## DIRECTIONS
Render the data from the line containing "Where can the young" through the final line, both included, as a Markdown table with the columns Row and Line, leaving out any blank lines.

*** DATASET RECORDS ***

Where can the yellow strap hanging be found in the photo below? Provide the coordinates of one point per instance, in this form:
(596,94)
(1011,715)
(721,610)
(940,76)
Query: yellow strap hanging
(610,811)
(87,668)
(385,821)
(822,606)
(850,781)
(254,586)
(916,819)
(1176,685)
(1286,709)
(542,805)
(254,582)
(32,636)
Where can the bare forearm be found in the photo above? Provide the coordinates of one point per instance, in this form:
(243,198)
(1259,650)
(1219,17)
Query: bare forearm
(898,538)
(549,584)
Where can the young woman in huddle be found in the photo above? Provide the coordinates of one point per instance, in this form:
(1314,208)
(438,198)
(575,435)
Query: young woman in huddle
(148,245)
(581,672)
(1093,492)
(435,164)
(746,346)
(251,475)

***

## RESPONSE TO THIS EXERCISE
| Row | Line |
|---|---|
| 1 | Where can the young woman in huddle be found in the photo above? Provide the coordinates of one point per instance, in this form: |
| 2 | (1314,208) |
| 3 | (438,198) |
| 4 | (575,435) |
| 5 | Query: young woman in huddle |
| 6 | (148,245) |
| 7 | (581,672) |
| 8 | (1093,492) |
| 9 | (435,164) |
| 10 | (746,346) |
| 11 | (251,475) |